Excerpts from a dataset »
--------------------------------------------------

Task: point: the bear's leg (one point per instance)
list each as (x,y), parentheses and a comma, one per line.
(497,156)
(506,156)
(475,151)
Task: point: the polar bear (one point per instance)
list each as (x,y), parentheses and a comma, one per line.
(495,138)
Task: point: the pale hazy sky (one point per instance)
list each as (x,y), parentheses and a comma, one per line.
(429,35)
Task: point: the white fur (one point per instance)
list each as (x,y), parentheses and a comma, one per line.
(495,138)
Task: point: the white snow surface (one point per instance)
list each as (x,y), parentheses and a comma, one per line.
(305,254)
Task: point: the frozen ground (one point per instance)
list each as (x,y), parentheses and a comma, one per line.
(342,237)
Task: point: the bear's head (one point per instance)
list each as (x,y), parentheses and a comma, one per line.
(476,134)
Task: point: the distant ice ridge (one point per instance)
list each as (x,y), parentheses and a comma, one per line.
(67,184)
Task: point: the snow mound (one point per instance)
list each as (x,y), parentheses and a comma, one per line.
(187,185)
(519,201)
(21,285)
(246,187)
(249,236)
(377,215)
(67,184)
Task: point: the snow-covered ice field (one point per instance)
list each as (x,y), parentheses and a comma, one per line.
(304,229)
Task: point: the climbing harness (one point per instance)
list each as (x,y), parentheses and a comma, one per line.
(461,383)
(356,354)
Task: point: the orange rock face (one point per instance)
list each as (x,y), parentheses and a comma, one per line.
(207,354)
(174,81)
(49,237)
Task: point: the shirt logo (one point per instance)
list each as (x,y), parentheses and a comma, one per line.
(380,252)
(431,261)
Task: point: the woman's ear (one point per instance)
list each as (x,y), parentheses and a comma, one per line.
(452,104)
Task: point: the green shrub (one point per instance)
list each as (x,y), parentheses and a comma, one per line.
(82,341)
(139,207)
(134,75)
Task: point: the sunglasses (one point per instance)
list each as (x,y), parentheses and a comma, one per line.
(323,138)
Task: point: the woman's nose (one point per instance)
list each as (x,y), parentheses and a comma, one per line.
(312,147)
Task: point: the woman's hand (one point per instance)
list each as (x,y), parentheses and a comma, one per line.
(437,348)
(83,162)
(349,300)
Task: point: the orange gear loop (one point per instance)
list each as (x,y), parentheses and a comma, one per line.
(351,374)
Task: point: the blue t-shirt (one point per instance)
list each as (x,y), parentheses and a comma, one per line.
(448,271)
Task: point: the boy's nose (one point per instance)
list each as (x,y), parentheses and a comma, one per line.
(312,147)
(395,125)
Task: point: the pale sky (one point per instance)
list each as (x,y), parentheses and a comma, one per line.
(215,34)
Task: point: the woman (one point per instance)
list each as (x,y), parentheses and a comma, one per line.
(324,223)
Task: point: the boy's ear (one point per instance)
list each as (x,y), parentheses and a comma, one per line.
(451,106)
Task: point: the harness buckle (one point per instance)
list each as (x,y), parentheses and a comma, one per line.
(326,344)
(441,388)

--------------------------------------------------

Without altering a single character, write out every record above.

Answer box »
Task: point: the bear's leg (one point per instance)
list each as (x,y), parentheses and a comma, one per line.
(497,156)
(506,156)
(475,151)
Task: point: the polar bear (one point per instance)
list each as (x,y), parentheses and a comma, one per line.
(495,138)
Task: point: the pale hazy sky (one point per instance)
list each as (x,y), parentheses and a comma, one per line.
(429,35)
Task: point: the white fur (one point per instance)
list each as (x,y), parentheses and a comma, one per line.
(495,138)
Task: point: the white snow surface (one point per instance)
list each as (x,y), parentheses and a comma, one per line.
(305,254)
Task: point: the frozen ground (one point per instance)
list each as (x,y), parentheses and a comma, one per line.
(342,237)
Task: point: the bear's head (one point per instance)
list each as (x,y), parentheses and a comma, one per line.
(476,134)
Task: point: the distant ice ridge (one point per instance)
list each as (x,y), parentheses and a comma, one per line.
(67,184)
Task: point: the snow mound (one point per instance)
list each as (x,y), parentheses and a comma, one per line.
(187,185)
(519,201)
(21,285)
(246,187)
(249,236)
(377,215)
(67,184)
Task: point: the snow-covered ice field (one point per instance)
list each as (x,y), parentheses and a comma, one per line.
(304,229)
Task: point: the climbing harness (one point per instance)
list each as (x,y), parentheses and a comma, one per line.
(461,383)
(356,354)
Task: point: the orange rock face (one point per instance)
list each as (x,y), parentheses and a comma, one per line.
(207,354)
(174,81)
(49,237)
Task: point: the shirt logo (one point per instance)
list each as (x,y), parentheses and a comma, one per line.
(380,252)
(431,261)
Task: point: the woman's ear (one point per instance)
list each as (x,y), parentheses and a comma, one per line.
(452,104)
Task: point: the green shrub (one point per instance)
list each as (x,y), parentheses and a comma, one per line.
(82,341)
(139,207)
(134,75)
Task: point: the sunglasses (one point per instance)
list each as (x,y), parentheses and a comma, one per line.
(323,138)
Task: point: the woman's nose (one point per instance)
list each as (x,y), parentheses and a comma, one per line.
(312,147)
Task: point: the woman's hand (one point per instance)
list each as (x,y), parentheses and a comma, one per line.
(437,348)
(83,162)
(349,300)
Task: point: the orange gear loop (one point per instance)
list each as (x,y), parentheses and a comma, one per line.
(351,374)
Task: point: the blue t-shirt (one point per instance)
list each as (x,y), parentheses and a comma, one per line.
(448,271)
Task: point: the boy's nose (one point per instance)
list each as (x,y), parentheses and a comma, one per line.
(312,147)
(395,125)
Task: point: the pale sky (one point per instance)
list each as (x,y), parentheses and a comma, one per line.
(215,34)
Task: point: the woman (one point per instance)
list each as (x,y), parentheses and a comma, one per line.
(324,223)
Task: point: the boy's ear (one point per instance)
list each as (x,y), parentheses and a comma, one per line.
(451,106)
Task: point: the harness buckle (one point per instance)
list each as (x,y), parentheses and a comma, one per line.
(326,344)
(441,388)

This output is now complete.